# [Task instructions]
Put every item below into a numbered list, leaving out blank lines.

# [Dataset records]
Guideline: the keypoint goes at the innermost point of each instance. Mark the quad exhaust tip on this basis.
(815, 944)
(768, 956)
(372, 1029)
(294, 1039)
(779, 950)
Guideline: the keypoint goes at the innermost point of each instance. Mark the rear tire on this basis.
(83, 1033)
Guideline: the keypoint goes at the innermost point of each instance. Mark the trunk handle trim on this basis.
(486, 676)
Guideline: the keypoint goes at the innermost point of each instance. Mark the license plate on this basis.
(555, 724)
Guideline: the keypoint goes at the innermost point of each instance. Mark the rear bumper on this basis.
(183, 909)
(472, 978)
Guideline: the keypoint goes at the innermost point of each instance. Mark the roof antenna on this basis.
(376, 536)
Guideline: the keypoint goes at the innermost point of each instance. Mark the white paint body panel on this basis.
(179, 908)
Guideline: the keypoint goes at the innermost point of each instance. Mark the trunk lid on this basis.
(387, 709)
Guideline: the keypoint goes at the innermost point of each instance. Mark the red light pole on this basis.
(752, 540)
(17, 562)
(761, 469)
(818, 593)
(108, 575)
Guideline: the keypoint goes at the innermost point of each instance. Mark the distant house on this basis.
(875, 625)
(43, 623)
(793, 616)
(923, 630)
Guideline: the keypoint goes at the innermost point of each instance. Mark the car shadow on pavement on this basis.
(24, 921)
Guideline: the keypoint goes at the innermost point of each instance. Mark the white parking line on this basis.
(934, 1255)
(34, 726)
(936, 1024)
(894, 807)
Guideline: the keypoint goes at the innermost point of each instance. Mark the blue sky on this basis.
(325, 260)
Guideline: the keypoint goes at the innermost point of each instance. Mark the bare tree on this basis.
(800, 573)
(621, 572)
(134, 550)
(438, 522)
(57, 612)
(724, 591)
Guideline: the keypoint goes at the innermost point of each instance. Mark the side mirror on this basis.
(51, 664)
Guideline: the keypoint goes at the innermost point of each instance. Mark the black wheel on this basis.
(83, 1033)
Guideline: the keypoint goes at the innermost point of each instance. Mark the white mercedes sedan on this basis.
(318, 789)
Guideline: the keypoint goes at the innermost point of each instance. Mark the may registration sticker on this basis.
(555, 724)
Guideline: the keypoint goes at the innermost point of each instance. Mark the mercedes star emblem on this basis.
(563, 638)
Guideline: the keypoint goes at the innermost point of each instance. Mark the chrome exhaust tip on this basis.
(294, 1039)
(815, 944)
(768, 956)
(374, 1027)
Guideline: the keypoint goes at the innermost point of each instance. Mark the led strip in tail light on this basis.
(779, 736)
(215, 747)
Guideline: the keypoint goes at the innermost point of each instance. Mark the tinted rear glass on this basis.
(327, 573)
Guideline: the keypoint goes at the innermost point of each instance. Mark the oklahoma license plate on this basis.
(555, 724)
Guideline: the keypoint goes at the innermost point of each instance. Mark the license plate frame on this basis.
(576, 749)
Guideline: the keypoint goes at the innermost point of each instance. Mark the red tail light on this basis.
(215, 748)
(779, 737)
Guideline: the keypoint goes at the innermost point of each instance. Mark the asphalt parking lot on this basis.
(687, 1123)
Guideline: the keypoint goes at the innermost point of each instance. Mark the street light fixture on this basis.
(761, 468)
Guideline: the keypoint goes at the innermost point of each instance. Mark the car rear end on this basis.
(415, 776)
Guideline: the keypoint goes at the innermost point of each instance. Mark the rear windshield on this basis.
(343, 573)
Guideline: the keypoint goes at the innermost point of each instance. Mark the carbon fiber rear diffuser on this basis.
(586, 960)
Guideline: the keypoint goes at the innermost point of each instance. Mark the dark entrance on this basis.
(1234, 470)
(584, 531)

# [Task solution]
1. Guideline: the keypoint goes at the innermost point of each instance. Mark the quad exhaust tip on this basis.
2. (815, 944)
3. (768, 956)
4. (372, 1029)
5. (294, 1039)
6. (779, 950)
7. Guideline: the keypoint goes at the innermost point of each instance. Mark the rear tire on this basis.
8. (83, 1033)
9. Guideline: the keypoint goes at the innermost point of each instance. Mark the trunk handle trim on this basis.
10. (486, 676)
11. Guideline: the keypoint goes at the innermost point of each instance. Mark the license plate on this basis.
12. (555, 724)
13. Guideline: the keypoint goes at the innermost point of each instance. Mark the rear bumper on this basis.
14. (183, 909)
15. (472, 978)
16. Guideline: the keypoint goes at the innermost point of each instance. Mark the roof antenna on this basis.
17. (376, 536)
18. Guideline: the keypoint goes at the innermost point of each instance. Mark the white paint body panel on this basis.
19. (179, 908)
20. Guideline: the keypoint goes at the innermost point of each instance. Mark the trunk lid on this basis.
21. (387, 709)
22. Guideline: the keypoint goes at the innermost point of each instance. Mark the red light pole on this basis.
23. (752, 540)
24. (17, 562)
25. (761, 469)
26. (818, 593)
27. (108, 575)
28. Guideline: the keypoint goes at the innermost point of each instance. Mark the distant house on this basis.
29. (875, 625)
30. (43, 623)
31. (793, 616)
32. (923, 630)
33. Guideline: the keypoint goes at the innermost point of each instance. Mark the car shadow on pavement on this basis.
34. (24, 921)
35. Guideline: the keypoint goes at the innermost point of each instance. Mark the white parking line on this basis.
36. (934, 1255)
37. (34, 726)
38. (936, 1024)
39. (894, 807)
40. Guideline: the keypoint goes at the innermost point of each instance. Mark the blue sky on this basis.
41. (325, 260)
42. Guideline: the keypoint goes at the innermost point of each instance. Mark the bare tree on this basis.
43. (800, 573)
44. (621, 572)
45. (134, 550)
46. (438, 522)
47. (57, 612)
48. (724, 591)
49. Guideline: the keypoint goes at the innermost point of each instance. Mark the side mirror on this basis.
50. (51, 664)
51. Guideline: the keypoint goes at the innermost point of each instance. Mark the black wheel on this basis.
52. (83, 1033)
53. Guideline: the keypoint goes at the innermost point of each instance. Mark the white mercedes sedan on this basis.
54. (318, 789)
55. Guideline: the keypoint goes at the innermost point of each instance. Mark the may registration sticker on this basis.
56. (555, 724)
57. Guideline: the keypoint goes at the innermost point of each instance. Mark the mercedes star emblem on this basis.
58. (563, 638)
59. Guideline: the keypoint goes at the innermost point of each instance. Mark the chrome exhaust tip on this basis.
60. (294, 1039)
61. (815, 944)
62. (768, 956)
63. (374, 1027)
64. Guideline: the keypoint goes at the innermost point of each instance. Mark the led strip in tail light on this basis.
65. (779, 736)
66. (215, 747)
67. Guideline: the keypoint goes at the innermost point of each instance. Mark the tinted rear glass on this basis.
68. (327, 573)
69. Guideline: the keypoint goes at the innermost point of each instance. Mark the oklahoma license plate on this basis.
70. (555, 724)
71. Guideline: the keypoint goes at the innermost point of each instance. Mark the license plate frame on this basis.
72. (576, 749)
73. Guideline: the keypoint goes at the innermost point of each instance. Mark the red tail light on this basis.
74. (215, 748)
75. (779, 737)
76. Guideline: the keypoint goes at the innermost point of each instance. Mark the asphalt parking lot on this basis.
77. (687, 1123)
78. Guideline: the keypoint goes at the innermost point of each instance. Mark the street light fixture on this basis.
79. (761, 468)
80. Guideline: the keypoint goes at the innermost point of each instance. Mark the car rear end on this basis.
81. (415, 776)
82. Guideline: the keypoint goes at the innermost point of each instance. Mark the rear windshield on this basis.
83. (343, 573)
84. Guideline: the keypoint goes at the innermost point of each instance. Mark the carbon fiber rear diffuser on this basis.
85. (586, 960)
86. Guideline: the keypoint goes at the innermost point of each instance. Mark the dark entrance on this basis.
87. (1234, 470)
88. (584, 531)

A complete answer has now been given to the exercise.